**What to work on**. Copy out word for word the part of the rows below that opens with the line containing "Locate the toilet" and runs through the last line of the rows, with both ends included. Leave the pictures out of your copy.

**Data section**.
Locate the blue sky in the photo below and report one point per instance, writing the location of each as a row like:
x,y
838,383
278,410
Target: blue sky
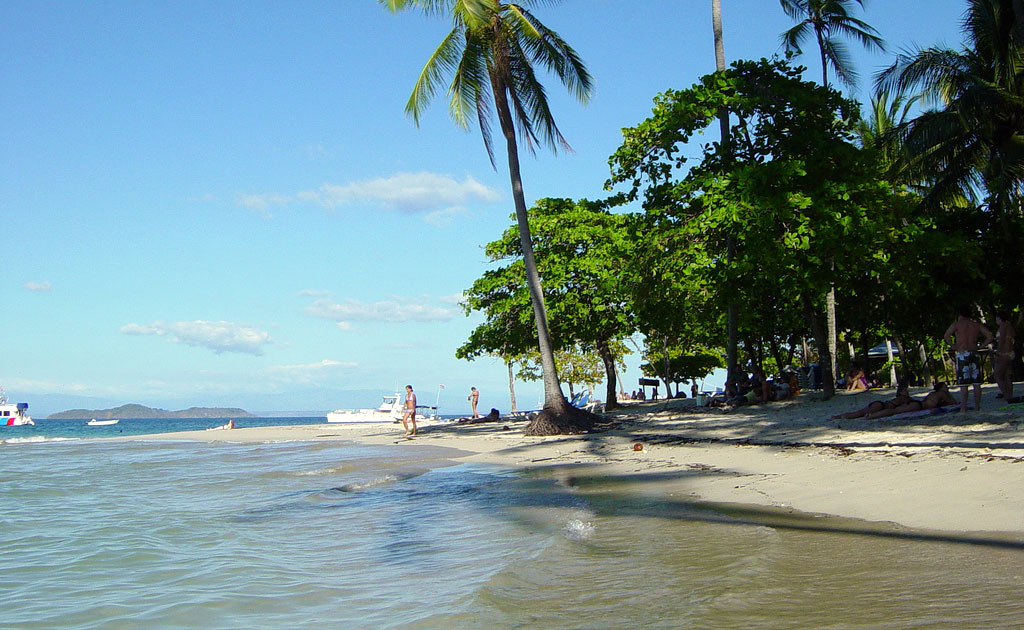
x,y
223,203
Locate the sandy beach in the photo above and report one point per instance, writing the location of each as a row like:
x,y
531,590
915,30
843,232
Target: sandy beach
x,y
961,474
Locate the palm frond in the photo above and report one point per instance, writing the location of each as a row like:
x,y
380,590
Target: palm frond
x,y
444,60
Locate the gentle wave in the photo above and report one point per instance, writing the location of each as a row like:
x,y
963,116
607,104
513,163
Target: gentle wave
x,y
186,535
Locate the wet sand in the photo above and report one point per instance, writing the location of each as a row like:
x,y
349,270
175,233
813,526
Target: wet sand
x,y
950,472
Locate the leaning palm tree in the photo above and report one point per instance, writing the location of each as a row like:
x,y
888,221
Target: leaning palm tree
x,y
491,54
723,119
825,21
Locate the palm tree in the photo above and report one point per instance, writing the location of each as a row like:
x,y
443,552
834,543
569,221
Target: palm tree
x,y
723,119
969,143
826,19
491,54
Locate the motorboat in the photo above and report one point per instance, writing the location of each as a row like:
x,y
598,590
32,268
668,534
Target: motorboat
x,y
390,410
13,414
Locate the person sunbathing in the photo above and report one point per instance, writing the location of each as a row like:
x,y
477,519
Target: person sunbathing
x,y
902,399
939,396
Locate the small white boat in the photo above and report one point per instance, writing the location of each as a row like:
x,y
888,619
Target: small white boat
x,y
13,414
390,410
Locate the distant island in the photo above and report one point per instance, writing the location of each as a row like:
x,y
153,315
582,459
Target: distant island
x,y
140,411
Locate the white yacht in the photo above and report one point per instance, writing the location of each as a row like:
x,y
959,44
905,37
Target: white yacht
x,y
389,410
13,414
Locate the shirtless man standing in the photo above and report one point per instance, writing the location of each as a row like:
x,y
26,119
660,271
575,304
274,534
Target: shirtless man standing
x,y
966,331
410,411
1005,354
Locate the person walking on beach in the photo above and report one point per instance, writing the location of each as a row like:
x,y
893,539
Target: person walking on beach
x,y
1004,354
410,411
963,336
474,397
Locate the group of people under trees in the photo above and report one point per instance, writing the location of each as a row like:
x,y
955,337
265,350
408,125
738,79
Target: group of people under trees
x,y
965,336
742,388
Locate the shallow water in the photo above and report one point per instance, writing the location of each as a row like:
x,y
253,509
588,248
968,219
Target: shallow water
x,y
325,535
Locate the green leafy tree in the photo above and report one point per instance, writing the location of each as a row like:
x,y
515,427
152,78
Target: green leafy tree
x,y
583,251
968,144
492,54
825,21
676,364
795,191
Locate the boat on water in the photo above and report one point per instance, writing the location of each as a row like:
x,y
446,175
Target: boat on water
x,y
12,414
389,410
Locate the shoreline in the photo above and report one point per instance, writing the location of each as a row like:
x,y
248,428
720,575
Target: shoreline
x,y
950,472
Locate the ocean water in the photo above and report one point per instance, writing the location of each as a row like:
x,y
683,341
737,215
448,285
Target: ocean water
x,y
100,534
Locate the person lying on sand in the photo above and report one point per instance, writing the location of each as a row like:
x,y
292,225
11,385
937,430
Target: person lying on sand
x,y
939,396
902,397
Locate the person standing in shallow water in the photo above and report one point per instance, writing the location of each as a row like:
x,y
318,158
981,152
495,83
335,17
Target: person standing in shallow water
x,y
410,411
963,336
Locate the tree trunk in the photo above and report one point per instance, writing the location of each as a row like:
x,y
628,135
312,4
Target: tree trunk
x,y
824,357
892,365
610,397
558,416
926,369
723,121
511,387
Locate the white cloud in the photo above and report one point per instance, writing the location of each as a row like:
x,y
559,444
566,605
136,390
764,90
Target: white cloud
x,y
392,311
440,197
216,336
315,153
308,368
455,298
262,202
315,293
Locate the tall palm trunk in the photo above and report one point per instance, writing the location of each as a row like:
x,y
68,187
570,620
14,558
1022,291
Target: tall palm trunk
x,y
723,120
553,396
610,397
833,330
511,387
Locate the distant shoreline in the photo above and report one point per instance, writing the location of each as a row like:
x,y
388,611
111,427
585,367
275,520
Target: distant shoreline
x,y
951,472
136,412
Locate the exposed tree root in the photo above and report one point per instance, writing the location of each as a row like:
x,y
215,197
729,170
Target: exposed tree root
x,y
561,420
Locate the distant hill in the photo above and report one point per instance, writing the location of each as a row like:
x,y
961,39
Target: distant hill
x,y
140,411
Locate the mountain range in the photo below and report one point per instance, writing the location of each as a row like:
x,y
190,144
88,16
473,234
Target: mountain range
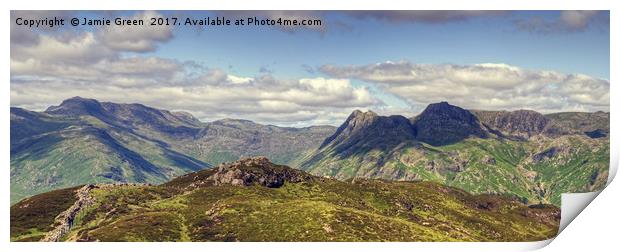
x,y
522,154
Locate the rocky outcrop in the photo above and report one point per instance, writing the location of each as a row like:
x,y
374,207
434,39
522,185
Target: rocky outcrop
x,y
64,221
259,171
520,123
442,124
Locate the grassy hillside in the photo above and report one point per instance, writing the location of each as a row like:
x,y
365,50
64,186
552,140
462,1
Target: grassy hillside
x,y
203,206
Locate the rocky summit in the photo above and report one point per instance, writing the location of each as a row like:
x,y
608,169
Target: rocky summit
x,y
442,124
257,170
525,154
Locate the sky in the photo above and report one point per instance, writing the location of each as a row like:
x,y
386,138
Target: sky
x,y
390,62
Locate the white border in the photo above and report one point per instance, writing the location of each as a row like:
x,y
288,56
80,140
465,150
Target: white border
x,y
307,5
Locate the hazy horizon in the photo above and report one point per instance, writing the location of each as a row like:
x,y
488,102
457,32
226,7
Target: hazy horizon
x,y
547,61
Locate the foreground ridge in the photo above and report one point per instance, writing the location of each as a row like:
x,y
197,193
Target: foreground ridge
x,y
254,199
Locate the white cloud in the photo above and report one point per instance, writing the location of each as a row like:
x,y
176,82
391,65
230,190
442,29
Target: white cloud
x,y
143,38
483,86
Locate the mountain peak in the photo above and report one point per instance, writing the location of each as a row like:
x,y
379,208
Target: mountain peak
x,y
76,106
358,114
442,123
369,127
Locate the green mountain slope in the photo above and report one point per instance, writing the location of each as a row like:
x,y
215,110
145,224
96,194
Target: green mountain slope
x,y
521,153
86,141
255,200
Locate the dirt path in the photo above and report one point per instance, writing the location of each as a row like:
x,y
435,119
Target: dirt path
x,y
65,219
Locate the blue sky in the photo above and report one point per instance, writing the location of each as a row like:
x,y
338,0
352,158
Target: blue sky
x,y
481,39
389,62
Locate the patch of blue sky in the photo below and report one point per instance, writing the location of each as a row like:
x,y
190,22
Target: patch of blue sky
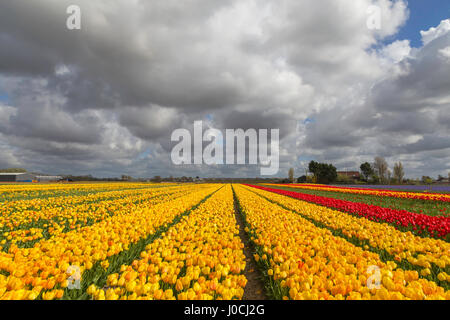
x,y
423,15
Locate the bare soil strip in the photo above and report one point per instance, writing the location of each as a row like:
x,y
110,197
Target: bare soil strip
x,y
254,290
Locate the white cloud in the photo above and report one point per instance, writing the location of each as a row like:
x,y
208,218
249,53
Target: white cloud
x,y
434,33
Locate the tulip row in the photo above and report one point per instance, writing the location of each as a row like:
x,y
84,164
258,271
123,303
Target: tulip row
x,y
200,258
301,261
12,192
15,214
403,220
54,221
429,256
376,192
40,271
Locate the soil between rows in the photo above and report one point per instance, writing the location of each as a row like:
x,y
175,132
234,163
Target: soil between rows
x,y
254,290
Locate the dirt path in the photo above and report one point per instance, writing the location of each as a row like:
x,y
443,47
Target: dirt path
x,y
254,290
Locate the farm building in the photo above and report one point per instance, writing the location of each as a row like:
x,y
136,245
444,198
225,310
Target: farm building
x,y
17,177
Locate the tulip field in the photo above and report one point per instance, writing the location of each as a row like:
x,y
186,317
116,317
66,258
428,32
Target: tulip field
x,y
144,241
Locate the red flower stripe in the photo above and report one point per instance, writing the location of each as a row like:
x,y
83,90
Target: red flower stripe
x,y
376,192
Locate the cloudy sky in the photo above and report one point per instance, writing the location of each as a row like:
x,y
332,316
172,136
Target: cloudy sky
x,y
105,99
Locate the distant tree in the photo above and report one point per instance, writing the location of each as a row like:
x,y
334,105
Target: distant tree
x,y
381,168
366,170
323,173
291,175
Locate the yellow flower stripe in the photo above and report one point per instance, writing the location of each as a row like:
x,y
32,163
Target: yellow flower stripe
x,y
30,190
383,193
21,212
206,243
311,263
404,245
44,266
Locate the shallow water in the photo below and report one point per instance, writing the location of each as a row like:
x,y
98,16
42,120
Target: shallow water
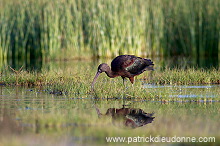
x,y
187,91
32,116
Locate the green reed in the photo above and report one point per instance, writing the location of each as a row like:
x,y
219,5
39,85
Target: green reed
x,y
62,29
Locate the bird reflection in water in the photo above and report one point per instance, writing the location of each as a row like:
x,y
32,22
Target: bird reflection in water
x,y
128,117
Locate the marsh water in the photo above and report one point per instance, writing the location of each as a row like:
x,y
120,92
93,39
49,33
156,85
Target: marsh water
x,y
34,116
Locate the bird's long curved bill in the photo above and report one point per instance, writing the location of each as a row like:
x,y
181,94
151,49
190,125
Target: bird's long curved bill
x,y
94,80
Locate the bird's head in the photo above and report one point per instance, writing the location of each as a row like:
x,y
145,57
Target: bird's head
x,y
101,68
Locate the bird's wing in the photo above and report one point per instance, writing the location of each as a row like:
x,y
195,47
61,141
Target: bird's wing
x,y
139,65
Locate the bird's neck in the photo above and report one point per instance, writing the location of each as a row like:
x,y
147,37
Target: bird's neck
x,y
110,73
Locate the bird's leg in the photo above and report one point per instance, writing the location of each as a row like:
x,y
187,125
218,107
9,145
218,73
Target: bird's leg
x,y
123,81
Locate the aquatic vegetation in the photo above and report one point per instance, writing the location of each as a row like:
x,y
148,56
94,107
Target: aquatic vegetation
x,y
63,29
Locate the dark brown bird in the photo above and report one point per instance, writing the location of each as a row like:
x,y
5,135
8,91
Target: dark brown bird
x,y
124,66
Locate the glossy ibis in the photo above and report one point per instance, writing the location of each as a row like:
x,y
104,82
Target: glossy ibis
x,y
124,66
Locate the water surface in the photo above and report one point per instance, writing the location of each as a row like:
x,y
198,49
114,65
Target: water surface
x,y
32,116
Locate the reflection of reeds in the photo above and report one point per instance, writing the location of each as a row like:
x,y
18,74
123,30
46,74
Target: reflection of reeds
x,y
48,29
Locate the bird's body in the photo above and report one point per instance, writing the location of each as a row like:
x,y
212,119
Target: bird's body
x,y
125,66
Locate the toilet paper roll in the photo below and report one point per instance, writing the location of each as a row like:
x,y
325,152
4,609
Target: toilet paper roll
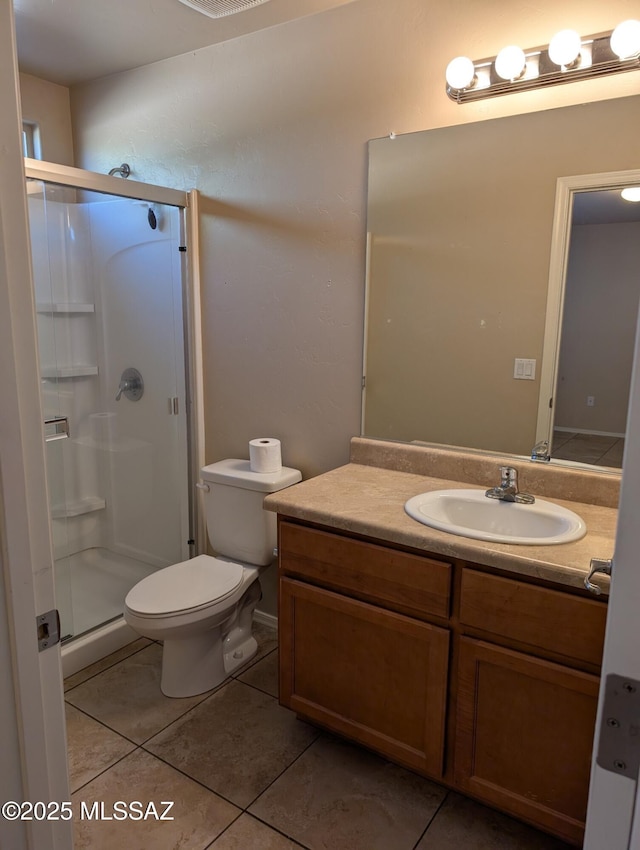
x,y
265,455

**Reply**.
Locate the toilet paper roll in the photo below and report one point per instance, writing the location of each as a row like:
x,y
325,152
4,609
Target: toilet paper roll
x,y
265,455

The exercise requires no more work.